REQUIRED ACTION: All that is needed is the line containing "Exercise. Identify every instance of the backpack" together with each line after it, transcribed exactly to the end of the records.
━━━━
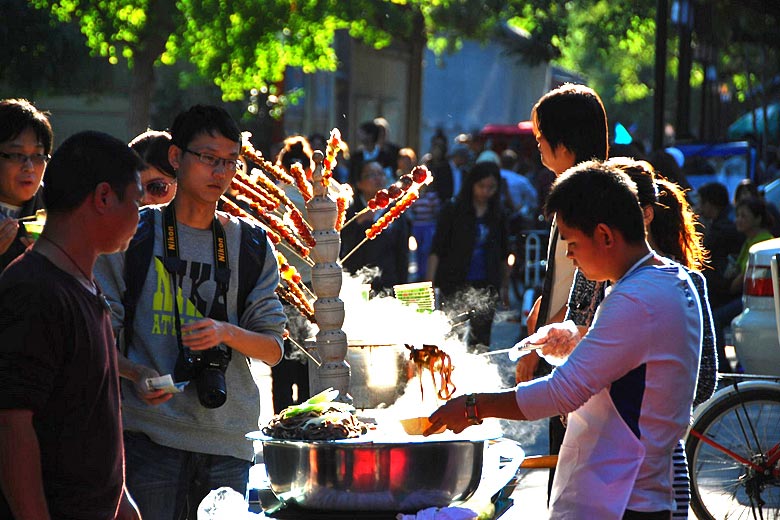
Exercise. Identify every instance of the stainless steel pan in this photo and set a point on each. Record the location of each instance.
(373, 475)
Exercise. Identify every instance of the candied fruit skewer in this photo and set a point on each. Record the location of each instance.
(385, 220)
(287, 234)
(269, 168)
(298, 292)
(287, 295)
(341, 207)
(290, 274)
(276, 237)
(302, 227)
(420, 176)
(303, 185)
(391, 214)
(247, 190)
(334, 146)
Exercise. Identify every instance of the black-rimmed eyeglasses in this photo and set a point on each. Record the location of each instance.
(214, 161)
(38, 159)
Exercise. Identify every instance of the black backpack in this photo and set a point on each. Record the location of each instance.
(138, 258)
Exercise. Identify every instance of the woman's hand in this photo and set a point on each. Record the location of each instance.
(526, 366)
(451, 415)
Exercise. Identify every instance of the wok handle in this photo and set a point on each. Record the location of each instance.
(539, 461)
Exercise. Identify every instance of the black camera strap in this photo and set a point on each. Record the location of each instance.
(176, 267)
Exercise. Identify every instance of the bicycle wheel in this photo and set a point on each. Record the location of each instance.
(748, 424)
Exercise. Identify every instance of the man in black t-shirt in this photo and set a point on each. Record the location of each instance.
(61, 452)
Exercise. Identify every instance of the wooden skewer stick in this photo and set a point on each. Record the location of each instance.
(356, 215)
(344, 259)
(302, 349)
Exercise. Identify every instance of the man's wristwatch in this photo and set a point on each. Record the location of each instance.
(472, 412)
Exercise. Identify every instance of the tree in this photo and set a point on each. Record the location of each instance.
(248, 44)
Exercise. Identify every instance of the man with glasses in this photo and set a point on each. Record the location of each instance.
(25, 144)
(194, 321)
(61, 450)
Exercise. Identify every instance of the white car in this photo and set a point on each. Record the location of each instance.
(755, 329)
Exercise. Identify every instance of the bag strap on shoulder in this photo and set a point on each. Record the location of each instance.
(138, 258)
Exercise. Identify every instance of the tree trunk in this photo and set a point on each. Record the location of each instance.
(141, 89)
(659, 93)
(159, 25)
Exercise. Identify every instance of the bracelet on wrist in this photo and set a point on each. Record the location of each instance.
(472, 412)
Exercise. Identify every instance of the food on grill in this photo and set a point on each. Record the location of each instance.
(318, 419)
(436, 361)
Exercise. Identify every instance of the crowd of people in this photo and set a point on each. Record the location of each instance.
(137, 275)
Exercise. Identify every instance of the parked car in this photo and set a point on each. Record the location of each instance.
(755, 329)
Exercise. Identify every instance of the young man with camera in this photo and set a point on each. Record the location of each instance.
(194, 317)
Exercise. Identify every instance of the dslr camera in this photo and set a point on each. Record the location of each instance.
(207, 369)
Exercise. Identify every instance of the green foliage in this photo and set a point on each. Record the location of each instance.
(246, 44)
(242, 45)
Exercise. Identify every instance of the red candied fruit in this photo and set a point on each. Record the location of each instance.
(419, 175)
(394, 191)
(382, 198)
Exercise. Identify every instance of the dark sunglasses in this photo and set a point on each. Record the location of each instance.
(159, 187)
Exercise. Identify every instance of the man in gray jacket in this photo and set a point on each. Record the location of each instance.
(187, 323)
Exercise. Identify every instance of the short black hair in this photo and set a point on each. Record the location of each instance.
(82, 162)
(17, 115)
(574, 116)
(643, 175)
(715, 193)
(371, 129)
(200, 119)
(593, 193)
(465, 198)
(153, 146)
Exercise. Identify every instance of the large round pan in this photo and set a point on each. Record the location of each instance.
(364, 475)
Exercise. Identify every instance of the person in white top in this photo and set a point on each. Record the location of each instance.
(628, 384)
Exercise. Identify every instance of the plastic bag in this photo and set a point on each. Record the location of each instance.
(225, 504)
(554, 342)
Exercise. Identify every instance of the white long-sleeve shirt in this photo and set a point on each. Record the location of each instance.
(628, 389)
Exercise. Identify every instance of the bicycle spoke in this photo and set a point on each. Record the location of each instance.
(724, 487)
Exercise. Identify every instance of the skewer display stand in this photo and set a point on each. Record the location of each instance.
(331, 341)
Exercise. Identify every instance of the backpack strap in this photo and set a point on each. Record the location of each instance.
(251, 260)
(137, 260)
━━━━
WRITTEN ANSWER:
Exercise. Identify every instance of the backpack strap in this photo and set a point on each. Record the location of each instance.
(251, 260)
(137, 260)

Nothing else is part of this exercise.